Stored rows ->

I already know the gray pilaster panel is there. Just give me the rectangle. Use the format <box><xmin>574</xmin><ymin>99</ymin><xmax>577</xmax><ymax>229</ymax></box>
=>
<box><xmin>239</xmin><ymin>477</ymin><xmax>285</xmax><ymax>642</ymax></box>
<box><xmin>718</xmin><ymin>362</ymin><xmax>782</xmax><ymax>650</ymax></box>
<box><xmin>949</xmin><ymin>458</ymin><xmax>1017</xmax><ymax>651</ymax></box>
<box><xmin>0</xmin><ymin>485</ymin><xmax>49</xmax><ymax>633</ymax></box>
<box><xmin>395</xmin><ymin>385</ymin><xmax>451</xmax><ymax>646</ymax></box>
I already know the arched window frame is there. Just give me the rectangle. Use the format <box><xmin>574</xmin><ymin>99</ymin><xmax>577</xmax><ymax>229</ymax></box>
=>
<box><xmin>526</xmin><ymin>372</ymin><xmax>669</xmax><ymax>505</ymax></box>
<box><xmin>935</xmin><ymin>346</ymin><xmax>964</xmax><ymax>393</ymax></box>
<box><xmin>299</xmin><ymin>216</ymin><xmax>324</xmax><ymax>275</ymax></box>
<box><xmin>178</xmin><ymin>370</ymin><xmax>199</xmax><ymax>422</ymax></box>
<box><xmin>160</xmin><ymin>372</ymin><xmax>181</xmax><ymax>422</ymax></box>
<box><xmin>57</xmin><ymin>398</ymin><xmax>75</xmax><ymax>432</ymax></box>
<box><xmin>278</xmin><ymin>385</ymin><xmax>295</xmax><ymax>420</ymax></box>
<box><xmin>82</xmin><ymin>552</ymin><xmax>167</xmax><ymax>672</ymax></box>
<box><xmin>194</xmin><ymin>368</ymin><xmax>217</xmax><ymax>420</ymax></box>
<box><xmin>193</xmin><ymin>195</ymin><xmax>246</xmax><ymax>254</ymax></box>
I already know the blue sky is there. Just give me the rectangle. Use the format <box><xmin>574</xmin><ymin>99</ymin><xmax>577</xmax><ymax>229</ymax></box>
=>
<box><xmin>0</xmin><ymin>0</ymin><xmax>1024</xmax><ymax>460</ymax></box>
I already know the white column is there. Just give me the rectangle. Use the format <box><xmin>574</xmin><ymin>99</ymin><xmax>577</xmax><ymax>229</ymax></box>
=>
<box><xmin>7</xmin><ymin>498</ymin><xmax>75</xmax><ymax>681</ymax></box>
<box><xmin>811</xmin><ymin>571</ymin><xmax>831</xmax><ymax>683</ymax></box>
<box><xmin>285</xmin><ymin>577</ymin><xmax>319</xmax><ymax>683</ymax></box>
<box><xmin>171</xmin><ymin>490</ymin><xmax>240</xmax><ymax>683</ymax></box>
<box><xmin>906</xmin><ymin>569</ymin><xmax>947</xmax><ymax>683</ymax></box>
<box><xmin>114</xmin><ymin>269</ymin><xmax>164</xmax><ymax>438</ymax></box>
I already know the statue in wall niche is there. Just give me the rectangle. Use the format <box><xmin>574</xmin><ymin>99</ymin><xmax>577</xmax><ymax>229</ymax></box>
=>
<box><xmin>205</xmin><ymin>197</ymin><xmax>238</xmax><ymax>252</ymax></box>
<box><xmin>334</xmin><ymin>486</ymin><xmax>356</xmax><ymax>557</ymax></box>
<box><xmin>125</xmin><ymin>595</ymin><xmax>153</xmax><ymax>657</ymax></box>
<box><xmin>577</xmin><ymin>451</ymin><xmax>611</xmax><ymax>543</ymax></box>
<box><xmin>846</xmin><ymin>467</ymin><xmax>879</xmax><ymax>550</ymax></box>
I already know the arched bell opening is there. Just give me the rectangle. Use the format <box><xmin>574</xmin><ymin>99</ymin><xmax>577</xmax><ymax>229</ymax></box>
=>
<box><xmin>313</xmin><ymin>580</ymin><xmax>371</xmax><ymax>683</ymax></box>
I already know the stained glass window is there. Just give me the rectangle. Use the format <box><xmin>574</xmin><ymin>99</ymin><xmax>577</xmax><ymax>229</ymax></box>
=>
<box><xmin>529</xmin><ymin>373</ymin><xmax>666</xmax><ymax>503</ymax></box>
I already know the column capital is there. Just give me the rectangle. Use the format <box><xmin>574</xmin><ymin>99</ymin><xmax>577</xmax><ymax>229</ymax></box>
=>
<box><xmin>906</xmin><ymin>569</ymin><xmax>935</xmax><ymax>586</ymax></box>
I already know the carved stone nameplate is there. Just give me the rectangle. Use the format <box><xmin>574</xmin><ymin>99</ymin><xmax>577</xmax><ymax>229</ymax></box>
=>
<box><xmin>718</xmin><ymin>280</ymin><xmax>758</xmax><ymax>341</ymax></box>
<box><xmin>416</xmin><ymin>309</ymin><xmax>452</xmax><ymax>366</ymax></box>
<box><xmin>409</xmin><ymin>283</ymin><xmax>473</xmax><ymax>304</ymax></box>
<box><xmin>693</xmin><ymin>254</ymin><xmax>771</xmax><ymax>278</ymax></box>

Task statement ->
Copy all of the material above word for word, changing nothing.

Answer to the problem ->
I already know the gray pilaster panel is there. Just give me the rectangle. Use the format <box><xmin>574</xmin><ymin>99</ymin><xmax>577</xmax><ymax>229</ymax></box>
=>
<box><xmin>239</xmin><ymin>477</ymin><xmax>285</xmax><ymax>642</ymax></box>
<box><xmin>718</xmin><ymin>362</ymin><xmax>782</xmax><ymax>650</ymax></box>
<box><xmin>949</xmin><ymin>458</ymin><xmax>1017</xmax><ymax>651</ymax></box>
<box><xmin>0</xmin><ymin>485</ymin><xmax>49</xmax><ymax>633</ymax></box>
<box><xmin>395</xmin><ymin>385</ymin><xmax>451</xmax><ymax>646</ymax></box>
I already know the arched window frame is there. Just give me the rectangle. Use the format <box><xmin>574</xmin><ymin>99</ymin><xmax>577</xmax><ymax>229</ymax></box>
=>
<box><xmin>526</xmin><ymin>372</ymin><xmax>669</xmax><ymax>505</ymax></box>
<box><xmin>935</xmin><ymin>346</ymin><xmax>964</xmax><ymax>393</ymax></box>
<box><xmin>299</xmin><ymin>216</ymin><xmax>324</xmax><ymax>275</ymax></box>
<box><xmin>178</xmin><ymin>370</ymin><xmax>199</xmax><ymax>422</ymax></box>
<box><xmin>160</xmin><ymin>372</ymin><xmax>181</xmax><ymax>422</ymax></box>
<box><xmin>57</xmin><ymin>398</ymin><xmax>75</xmax><ymax>432</ymax></box>
<box><xmin>278</xmin><ymin>385</ymin><xmax>295</xmax><ymax>420</ymax></box>
<box><xmin>82</xmin><ymin>552</ymin><xmax>167</xmax><ymax>672</ymax></box>
<box><xmin>194</xmin><ymin>368</ymin><xmax>217</xmax><ymax>420</ymax></box>
<box><xmin>193</xmin><ymin>195</ymin><xmax>246</xmax><ymax>254</ymax></box>
I already know the blue sky is there. Just give me the rectangle. Use the format <box><xmin>574</xmin><ymin>99</ymin><xmax>577</xmax><ymax>229</ymax></box>
=>
<box><xmin>0</xmin><ymin>0</ymin><xmax>1024</xmax><ymax>460</ymax></box>
I already know the white column is there. Just give me the rectangle. Use the format <box><xmin>574</xmin><ymin>99</ymin><xmax>577</xmax><ymax>229</ymax></box>
=>
<box><xmin>7</xmin><ymin>498</ymin><xmax>75</xmax><ymax>681</ymax></box>
<box><xmin>811</xmin><ymin>571</ymin><xmax>831</xmax><ymax>683</ymax></box>
<box><xmin>285</xmin><ymin>577</ymin><xmax>319</xmax><ymax>683</ymax></box>
<box><xmin>171</xmin><ymin>490</ymin><xmax>240</xmax><ymax>683</ymax></box>
<box><xmin>906</xmin><ymin>569</ymin><xmax>947</xmax><ymax>683</ymax></box>
<box><xmin>114</xmin><ymin>269</ymin><xmax>164</xmax><ymax>438</ymax></box>
I already know the statue in wall niche is there. Just give me the rectangle. Use the format <box><xmin>574</xmin><ymin>99</ymin><xmax>577</xmax><ymax>229</ymax></box>
=>
<box><xmin>205</xmin><ymin>197</ymin><xmax>238</xmax><ymax>252</ymax></box>
<box><xmin>334</xmin><ymin>486</ymin><xmax>356</xmax><ymax>557</ymax></box>
<box><xmin>125</xmin><ymin>595</ymin><xmax>153</xmax><ymax>657</ymax></box>
<box><xmin>577</xmin><ymin>451</ymin><xmax>611</xmax><ymax>543</ymax></box>
<box><xmin>846</xmin><ymin>467</ymin><xmax>879</xmax><ymax>550</ymax></box>
I already know the arched bell opening is there. Just give me the rectangle. Use the format <box><xmin>574</xmin><ymin>99</ymin><xmax>577</xmax><ymax>229</ymax></box>
=>
<box><xmin>313</xmin><ymin>580</ymin><xmax>371</xmax><ymax>683</ymax></box>
I already know the stained glass window is there. Just give me the rectangle. Use the format <box><xmin>574</xmin><ymin>99</ymin><xmax>577</xmax><ymax>229</ymax></box>
=>
<box><xmin>529</xmin><ymin>373</ymin><xmax>666</xmax><ymax>503</ymax></box>
I already know the column capital is there. Just give me the rectangle. Use the format <box><xmin>574</xmin><ymin>99</ymin><xmax>577</xmax><ymax>229</ymax></box>
=>
<box><xmin>906</xmin><ymin>569</ymin><xmax>935</xmax><ymax>586</ymax></box>
I already know the carved stone nameplate is there. Just give me the rectangle. Use the format <box><xmin>574</xmin><ymin>99</ymin><xmax>577</xmax><ymax>229</ymax></box>
=>
<box><xmin>718</xmin><ymin>280</ymin><xmax>758</xmax><ymax>341</ymax></box>
<box><xmin>416</xmin><ymin>309</ymin><xmax>452</xmax><ymax>366</ymax></box>
<box><xmin>409</xmin><ymin>283</ymin><xmax>473</xmax><ymax>304</ymax></box>
<box><xmin>693</xmin><ymin>254</ymin><xmax>771</xmax><ymax>278</ymax></box>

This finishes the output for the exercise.